Thursday, January 29, 2015

"A Connecticut Yankee in King Steven's Court"

By Jerry Zezima
The Stamford Advocate
As a Connecticut Yankee born and bred or perhaps I should say born and white-bread, which is how most people think of Connecticut Yankees I have always loved history, not just because I am old enough to be historical myself, but because I could never do algebra.

That’s why I was so grateful when Joe Courtney, the Democratic congressman from Connecticut’s Second District, defended our brave little state from the slander perpetrated against it in the 2012 film “Lincoln.” The offenders were director Steven Spielberg, who is from Ohio, and screenwriter Tony Kushner, who is from New York, though they both might as well be from Neptune (and not New Jersey, either).

The movie showed how the president (William Henry Harrison — sorry, I mean Abraham Lincoln) pushed for the passage of the 13th Amendment, which abolished slavery.

In the key voting scene, two of the three members of the Connecticut delegation were wrongly depicted as voting against the amendment. In reality, there were four members and they all voted for it.

Incredulous after seeing the movie, Rep. Courtney wrote an open letter to Spielberg, pointing out the flub and asking for a correction on the DVDs, which the director had promised to send to middle and high schools across the country, presumably so the lie about Connecticut could be perpetuated for the current generation of students.

The letter prompted a snotty, half-baked response from Kushner, who threw Spielberg under the horse and buggy by saying the director approved the intentionally erroneous scene because it gave the audience “placeholders” (was he planning a dinner party?) and was a “rhythmic device” (which would have been more appropriate if he had been making a movie about George Gershwin).

Kushner also said he and Spielberg wanted to show how the closeness of the vote was the “historical reality.” Truth be told, the historical reality was that they got it wrong on purpose. How stupid was that?

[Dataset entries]
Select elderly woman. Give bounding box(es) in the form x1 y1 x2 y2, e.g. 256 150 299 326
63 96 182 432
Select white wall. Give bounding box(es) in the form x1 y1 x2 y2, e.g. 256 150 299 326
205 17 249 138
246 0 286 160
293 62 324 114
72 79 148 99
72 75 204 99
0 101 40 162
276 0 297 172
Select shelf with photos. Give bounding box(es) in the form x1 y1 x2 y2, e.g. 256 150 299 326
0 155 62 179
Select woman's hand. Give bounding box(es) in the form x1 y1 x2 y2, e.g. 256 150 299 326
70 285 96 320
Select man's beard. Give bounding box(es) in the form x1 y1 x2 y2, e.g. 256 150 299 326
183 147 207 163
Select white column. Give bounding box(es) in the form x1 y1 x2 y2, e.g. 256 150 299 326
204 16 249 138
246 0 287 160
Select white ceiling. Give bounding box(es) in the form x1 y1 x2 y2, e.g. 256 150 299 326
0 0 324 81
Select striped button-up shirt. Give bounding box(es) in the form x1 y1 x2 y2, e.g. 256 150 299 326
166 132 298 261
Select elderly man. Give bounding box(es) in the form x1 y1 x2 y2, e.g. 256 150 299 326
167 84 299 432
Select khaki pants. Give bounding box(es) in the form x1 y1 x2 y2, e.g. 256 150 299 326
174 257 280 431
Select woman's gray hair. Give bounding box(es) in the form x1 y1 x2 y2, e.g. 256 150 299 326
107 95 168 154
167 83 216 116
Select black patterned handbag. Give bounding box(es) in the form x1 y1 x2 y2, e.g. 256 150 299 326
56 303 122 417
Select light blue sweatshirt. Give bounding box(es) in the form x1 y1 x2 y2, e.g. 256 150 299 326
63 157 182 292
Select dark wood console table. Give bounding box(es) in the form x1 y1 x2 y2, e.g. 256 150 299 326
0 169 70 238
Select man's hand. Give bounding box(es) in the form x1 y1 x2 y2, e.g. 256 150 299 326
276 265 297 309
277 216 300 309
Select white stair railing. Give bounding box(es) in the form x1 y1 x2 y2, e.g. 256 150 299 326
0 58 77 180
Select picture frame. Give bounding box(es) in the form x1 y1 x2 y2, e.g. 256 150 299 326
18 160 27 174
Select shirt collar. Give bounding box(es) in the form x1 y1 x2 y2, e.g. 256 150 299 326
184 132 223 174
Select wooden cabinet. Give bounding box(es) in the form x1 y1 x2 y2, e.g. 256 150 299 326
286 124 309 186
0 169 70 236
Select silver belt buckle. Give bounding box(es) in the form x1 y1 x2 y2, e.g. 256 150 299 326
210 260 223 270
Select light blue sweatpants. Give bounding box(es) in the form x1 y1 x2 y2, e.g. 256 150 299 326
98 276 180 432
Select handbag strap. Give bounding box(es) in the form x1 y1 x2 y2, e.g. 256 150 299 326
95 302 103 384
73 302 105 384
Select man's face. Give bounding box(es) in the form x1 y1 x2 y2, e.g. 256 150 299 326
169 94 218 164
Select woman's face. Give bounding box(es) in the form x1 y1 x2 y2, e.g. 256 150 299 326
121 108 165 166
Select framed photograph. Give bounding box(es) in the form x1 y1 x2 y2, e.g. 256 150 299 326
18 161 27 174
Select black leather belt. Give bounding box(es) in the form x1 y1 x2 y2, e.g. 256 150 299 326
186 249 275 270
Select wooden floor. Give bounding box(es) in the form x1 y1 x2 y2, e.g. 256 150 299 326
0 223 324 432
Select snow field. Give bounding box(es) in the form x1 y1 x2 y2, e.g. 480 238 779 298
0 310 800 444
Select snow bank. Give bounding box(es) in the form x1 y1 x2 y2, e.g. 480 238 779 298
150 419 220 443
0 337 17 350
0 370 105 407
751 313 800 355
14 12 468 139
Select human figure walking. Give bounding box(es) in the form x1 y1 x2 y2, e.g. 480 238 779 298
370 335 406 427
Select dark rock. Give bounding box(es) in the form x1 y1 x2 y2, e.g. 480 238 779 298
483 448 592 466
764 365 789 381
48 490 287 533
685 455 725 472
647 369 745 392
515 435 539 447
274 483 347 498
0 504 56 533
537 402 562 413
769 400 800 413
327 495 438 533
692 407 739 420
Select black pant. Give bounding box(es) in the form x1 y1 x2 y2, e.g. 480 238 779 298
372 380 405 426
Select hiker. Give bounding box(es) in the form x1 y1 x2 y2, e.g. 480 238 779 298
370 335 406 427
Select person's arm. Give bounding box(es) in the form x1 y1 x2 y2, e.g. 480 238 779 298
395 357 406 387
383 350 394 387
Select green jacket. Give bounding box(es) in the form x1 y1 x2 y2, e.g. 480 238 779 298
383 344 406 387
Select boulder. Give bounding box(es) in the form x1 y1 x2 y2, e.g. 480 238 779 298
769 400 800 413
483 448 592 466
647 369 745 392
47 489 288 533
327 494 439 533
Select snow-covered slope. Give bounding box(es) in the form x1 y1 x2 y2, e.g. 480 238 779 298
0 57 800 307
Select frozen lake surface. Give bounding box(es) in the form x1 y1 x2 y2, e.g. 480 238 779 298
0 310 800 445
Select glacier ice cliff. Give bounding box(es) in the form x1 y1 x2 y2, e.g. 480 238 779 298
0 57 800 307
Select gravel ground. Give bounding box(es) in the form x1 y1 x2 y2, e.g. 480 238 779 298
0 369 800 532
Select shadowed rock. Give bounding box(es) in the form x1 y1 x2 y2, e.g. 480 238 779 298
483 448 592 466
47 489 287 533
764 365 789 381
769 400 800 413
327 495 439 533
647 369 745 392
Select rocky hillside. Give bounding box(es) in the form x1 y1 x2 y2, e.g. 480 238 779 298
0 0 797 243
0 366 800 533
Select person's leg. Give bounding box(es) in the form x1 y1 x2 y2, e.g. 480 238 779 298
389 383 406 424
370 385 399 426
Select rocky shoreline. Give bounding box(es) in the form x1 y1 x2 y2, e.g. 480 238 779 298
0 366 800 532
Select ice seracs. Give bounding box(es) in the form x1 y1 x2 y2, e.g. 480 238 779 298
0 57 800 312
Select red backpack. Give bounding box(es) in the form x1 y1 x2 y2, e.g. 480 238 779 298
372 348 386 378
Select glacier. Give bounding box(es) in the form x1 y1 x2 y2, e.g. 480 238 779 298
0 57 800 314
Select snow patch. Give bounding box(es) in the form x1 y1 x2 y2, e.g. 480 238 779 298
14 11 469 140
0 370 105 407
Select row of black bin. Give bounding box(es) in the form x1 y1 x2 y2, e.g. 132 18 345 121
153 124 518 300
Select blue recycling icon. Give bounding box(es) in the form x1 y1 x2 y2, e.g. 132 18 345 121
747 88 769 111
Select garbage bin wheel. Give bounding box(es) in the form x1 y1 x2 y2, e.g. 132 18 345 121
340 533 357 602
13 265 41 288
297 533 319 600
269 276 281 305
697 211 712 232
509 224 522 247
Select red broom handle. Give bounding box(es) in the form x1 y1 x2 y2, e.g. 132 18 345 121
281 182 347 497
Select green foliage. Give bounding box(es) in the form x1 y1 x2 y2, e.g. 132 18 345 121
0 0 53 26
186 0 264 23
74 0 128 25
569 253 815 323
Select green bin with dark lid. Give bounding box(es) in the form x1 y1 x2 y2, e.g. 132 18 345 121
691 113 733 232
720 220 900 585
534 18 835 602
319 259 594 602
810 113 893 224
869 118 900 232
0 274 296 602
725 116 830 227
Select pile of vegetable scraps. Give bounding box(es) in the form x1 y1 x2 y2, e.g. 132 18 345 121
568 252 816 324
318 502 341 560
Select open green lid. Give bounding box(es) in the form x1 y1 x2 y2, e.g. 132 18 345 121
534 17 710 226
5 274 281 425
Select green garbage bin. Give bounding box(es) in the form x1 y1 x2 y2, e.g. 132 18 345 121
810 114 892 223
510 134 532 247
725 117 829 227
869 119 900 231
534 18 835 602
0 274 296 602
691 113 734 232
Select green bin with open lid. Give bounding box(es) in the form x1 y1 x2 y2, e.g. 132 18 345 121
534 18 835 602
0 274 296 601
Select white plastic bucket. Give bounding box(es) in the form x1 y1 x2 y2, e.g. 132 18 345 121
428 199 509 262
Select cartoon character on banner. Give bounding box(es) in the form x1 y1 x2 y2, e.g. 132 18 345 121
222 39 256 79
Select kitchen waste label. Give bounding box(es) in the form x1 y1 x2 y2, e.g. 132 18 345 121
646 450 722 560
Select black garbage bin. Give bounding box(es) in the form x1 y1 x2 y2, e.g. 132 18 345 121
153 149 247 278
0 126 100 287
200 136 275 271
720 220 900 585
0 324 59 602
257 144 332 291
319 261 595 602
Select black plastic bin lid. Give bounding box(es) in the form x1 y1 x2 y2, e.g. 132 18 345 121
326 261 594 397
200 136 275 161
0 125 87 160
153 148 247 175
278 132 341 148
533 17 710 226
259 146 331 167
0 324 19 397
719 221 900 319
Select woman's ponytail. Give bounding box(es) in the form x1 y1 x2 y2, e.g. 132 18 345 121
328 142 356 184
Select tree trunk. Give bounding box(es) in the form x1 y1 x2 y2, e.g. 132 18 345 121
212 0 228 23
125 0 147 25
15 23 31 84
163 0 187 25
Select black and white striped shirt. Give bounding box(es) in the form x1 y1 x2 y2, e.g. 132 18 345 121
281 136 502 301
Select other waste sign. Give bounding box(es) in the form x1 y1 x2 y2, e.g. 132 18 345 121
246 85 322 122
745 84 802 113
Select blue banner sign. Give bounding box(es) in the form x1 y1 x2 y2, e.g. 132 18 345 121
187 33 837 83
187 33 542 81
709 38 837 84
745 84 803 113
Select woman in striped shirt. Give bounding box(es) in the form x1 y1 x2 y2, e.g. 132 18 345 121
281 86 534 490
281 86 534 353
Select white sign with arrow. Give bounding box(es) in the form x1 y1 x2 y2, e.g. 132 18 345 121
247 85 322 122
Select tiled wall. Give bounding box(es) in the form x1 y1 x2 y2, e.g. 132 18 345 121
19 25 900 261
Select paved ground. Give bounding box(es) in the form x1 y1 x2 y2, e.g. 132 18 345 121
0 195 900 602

#### [Parts of the exercise]
1. Answer these questions from the column on the film "Lincoln":
(a) Which congressional district of Connecticut does Joe Courtney represent?
(b) How many members did the Connecticut delegation actually have, and how did they vote on the amendment?
(c) To which schools had the director promised to send the DVDs?
2. Please decide whether each statement agrees with the column on the film "Lincoln", answering yes or no and quoting the words that settle it.
(a) Tony Kushner is from New York.
(b) The film showed all three members of the Connecticut delegation voting against the amendment.
(c) Courtney's letter asked for a correction on the DVDs.
3. Continue the column on the film "Lincoln" from its last sentence.

#### [Answers for the exercise]
1.
(a) Connecticut's Second District.
(b) Four members, and all of them voted for it.
(c) Middle and high schools across the country.

2.
(a) Yes: "screenwriter Tony Kushner, who is from New York"
(b) No: "two of the three members of the Connecticut delegation were wrongly depicted as voting against the amendment"
(c) Yes: "asking for a correction on the DVDs"

3.
It had to be the biggest mistake of Spielberg’s career, not only because it was easily avoidable and completely unnecessary, but because the resultant controversy was probably the main reason why he, Kushner and the film itself didn’t win Oscars in 2013.

Now that it’s 2015, the 150th anniversary of the passage and ratification of the 13th Amendment, Rep. Courtney is again coming to Connecticut’s defense.

This time he and his staff have produced a resource guide titled “Honoring Connecticut’s Role in Abolishing Slavery, 150 Years Later.” Intended to accompany any school showing of “Lincoln,” which probably would put kids to sleep anyway, the guide shows how the state’s four representatives Augustus Brandegee, James English, Henry Deming and John Henry Hubbard braved hardships and personal attacks to vote for the 13th Amendment when it passed on Jan. 31, 1865.

“Did they sail from Connecticut to Washington on their yachts or did they drive BMWs?” I asked Rep. Courtney in a phone conversation.

“I think they rode horses,” he responded.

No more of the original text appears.